SHORT EXERCISE:
In the notebook below on training a support vector classifier with MNIST, what fraction of the full dataset is set aside as the test set?

In [None]:
import matplotlib.pyplot as matplot
import seaborn as sb
import pandas as pd
import time
from sklearn.svm import SVC
from sklearn.datasets import fetch_openml
from sklearn.metrics import accuracy_score, confusion_matrix
from sklearn.model_selection import train_test_split, cross_val_score

In [None]:
X,y = fetch_openml('mnist_784', version=1, return_X_y=True)
y = y.astype(int)
X = X/255

In [None]:
X_train_90, X_test, y_train_90, y_test = train_test_split(X, y, test_size = 0.1, random_state = 0)
X_train, X_valid , y_train, y_valid = train_test_split(X_train_90, y_train_90, test_size = 0.25, random_state=0)

print('DATASET')
print(X.shape, y.shape)
print('TRAIN')
print(X_train.shape, y_train.shape)
print('VALIDATION')
print(X_valid.shape, y_valid.shape)
print('TEST')
print(X_test.shape, y_test.shape)

## LINEAR SVC

First, we train a linear SVC without any parameter.

In [None]:
linear_SVC = SVC(kernel = 'linear')
linear_SVC.fit(X_train, y_train)
y_pred = linear_SVC.predict(X_test)
score = accuracy_score(y_test, y_pred)
print('Accuracy = ', score)

In [None]:
cm = confusion_matrix(y_test, y_pred)
matplot.subplots(figsize=(10, 6))
sb.heatmap(cm, annot = True, fmt = 'g')
matplot.xlabel("Predicted")
matplot.ylabel("Actual")
matplot.title("Confusion Matrix")
matplot.show()

Now we tune the hyperparaters of the estimator without cross validation approach.

In [None]:
acc = []
acc_tr = []
coefficient = []
for c in [0.0001,0.001,0.01,0.1,1,10,100,1000,10000]:
    print(c)
    svm = SVC(kernel='linear', C=c)
    svm.fit(X_train, y_train)
    coef = svm.coef_
    
    predict_train = svm.predict(X_train)
    accuracy_train = accuracy_score(predict_train, y_train)
    
    predict_valid = svm.predict(X_valid)
    accuracy_valid = accuracy_score(predict_valid, y_valid)
    
    coefficient.append(coef)
    acc_tr.append(accuracy_train)
    acc.append(accuracy_valid)

In [None]:
c = [0.0001,0.001,0.01,0.1,1,10,100,1000,10000]

matplot.subplots(figsize=(10, 5))
matplot.semilogx(c, acc,'-gD' ,color='red' , label="Validation Accuracy")
matplot.semilogx(c, acc_tr,'-gD' , label="Training Accuracy")
matplot.grid(True)
matplot.xlabel("Cost Parameter C")
matplot.ylabel("Accuracy")
matplot.legend()
matplot.title('Accuracy versus the Cost Parameter C (log-scale)')
matplot.show()

Now, with cross-validation.

In [None]:
accuracies = []
for c in [0.0001,0.001,0.01,0.1,1,10,100,1000,10000]:
    svm = SVC(kernel='linear', C=c)
    scores = cross_val_score(svm, X_valid, y_valid, cv = 10, n_jobs=10, verbose  = 0)
    validation_accuracy = scores.mean()

DATA PROVIDED:
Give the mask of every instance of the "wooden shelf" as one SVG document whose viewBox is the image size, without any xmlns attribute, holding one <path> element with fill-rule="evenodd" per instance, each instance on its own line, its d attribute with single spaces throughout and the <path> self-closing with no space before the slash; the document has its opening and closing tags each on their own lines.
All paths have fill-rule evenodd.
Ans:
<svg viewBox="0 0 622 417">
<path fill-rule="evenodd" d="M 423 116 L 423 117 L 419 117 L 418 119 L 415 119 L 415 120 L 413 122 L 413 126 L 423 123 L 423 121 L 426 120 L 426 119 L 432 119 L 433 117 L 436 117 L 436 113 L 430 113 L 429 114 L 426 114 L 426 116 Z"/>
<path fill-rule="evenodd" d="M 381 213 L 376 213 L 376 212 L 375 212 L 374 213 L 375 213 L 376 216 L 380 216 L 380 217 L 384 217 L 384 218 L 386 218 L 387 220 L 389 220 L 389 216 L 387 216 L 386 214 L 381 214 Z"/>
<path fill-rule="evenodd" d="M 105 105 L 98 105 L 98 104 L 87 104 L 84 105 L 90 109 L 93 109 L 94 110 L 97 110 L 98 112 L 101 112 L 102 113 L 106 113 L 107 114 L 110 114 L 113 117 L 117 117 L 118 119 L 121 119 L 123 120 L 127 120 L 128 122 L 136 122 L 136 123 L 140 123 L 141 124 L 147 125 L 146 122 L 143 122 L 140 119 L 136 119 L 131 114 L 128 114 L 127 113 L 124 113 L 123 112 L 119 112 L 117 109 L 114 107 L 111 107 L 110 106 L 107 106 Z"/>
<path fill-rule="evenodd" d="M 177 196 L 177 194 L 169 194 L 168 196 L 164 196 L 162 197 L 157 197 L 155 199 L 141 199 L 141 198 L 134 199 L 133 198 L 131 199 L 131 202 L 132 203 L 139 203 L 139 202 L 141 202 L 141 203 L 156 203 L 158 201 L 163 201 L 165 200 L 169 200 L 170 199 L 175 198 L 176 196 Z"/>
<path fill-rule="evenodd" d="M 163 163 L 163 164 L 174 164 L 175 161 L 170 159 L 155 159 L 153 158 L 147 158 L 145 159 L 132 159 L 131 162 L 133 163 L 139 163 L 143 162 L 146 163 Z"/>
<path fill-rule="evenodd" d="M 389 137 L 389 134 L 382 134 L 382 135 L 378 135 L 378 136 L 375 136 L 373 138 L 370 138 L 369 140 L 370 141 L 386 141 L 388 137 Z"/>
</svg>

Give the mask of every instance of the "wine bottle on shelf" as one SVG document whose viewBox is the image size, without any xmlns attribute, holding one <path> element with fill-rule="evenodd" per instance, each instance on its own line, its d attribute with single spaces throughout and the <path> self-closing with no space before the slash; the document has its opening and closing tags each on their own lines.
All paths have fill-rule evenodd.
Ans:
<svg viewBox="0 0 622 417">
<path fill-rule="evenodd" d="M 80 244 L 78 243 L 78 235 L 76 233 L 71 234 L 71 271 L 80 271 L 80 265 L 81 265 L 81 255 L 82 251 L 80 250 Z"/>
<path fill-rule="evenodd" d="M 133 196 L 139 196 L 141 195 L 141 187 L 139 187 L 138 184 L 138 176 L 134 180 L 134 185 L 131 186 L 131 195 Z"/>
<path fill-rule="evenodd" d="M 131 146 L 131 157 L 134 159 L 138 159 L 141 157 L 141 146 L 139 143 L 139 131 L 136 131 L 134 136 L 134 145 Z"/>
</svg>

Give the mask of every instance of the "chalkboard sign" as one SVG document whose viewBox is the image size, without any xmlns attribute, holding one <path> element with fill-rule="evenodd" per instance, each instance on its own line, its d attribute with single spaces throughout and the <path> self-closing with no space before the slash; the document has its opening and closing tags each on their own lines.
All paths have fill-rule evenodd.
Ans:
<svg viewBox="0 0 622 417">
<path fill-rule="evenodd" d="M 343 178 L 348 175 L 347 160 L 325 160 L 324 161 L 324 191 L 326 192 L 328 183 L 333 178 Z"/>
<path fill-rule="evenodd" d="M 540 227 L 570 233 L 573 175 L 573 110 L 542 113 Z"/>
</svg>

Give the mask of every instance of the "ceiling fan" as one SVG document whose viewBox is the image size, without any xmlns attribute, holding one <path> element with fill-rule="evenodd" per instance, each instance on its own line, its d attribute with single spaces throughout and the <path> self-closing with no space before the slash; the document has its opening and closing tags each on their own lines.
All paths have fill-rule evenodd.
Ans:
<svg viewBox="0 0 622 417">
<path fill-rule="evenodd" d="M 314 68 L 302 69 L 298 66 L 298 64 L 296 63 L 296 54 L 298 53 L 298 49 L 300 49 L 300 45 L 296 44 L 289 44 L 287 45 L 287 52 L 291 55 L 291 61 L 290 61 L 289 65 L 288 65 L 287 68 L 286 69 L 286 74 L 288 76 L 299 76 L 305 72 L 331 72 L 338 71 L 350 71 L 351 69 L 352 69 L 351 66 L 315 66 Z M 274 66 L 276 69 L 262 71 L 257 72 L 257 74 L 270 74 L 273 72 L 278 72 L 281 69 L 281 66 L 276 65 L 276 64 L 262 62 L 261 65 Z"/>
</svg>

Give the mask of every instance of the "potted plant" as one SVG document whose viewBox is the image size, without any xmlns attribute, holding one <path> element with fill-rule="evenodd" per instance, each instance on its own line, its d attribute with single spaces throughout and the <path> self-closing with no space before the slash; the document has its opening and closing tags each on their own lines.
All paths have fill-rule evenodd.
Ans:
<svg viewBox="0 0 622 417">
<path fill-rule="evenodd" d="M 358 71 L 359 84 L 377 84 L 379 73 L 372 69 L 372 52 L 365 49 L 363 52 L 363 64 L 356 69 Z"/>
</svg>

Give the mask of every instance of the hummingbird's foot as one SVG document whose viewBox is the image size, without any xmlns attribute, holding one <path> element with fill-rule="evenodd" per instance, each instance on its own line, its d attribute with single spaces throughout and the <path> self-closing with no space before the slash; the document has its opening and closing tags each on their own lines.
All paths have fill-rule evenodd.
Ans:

SOLUTION BELOW:
One tenth (test_size = 0.1).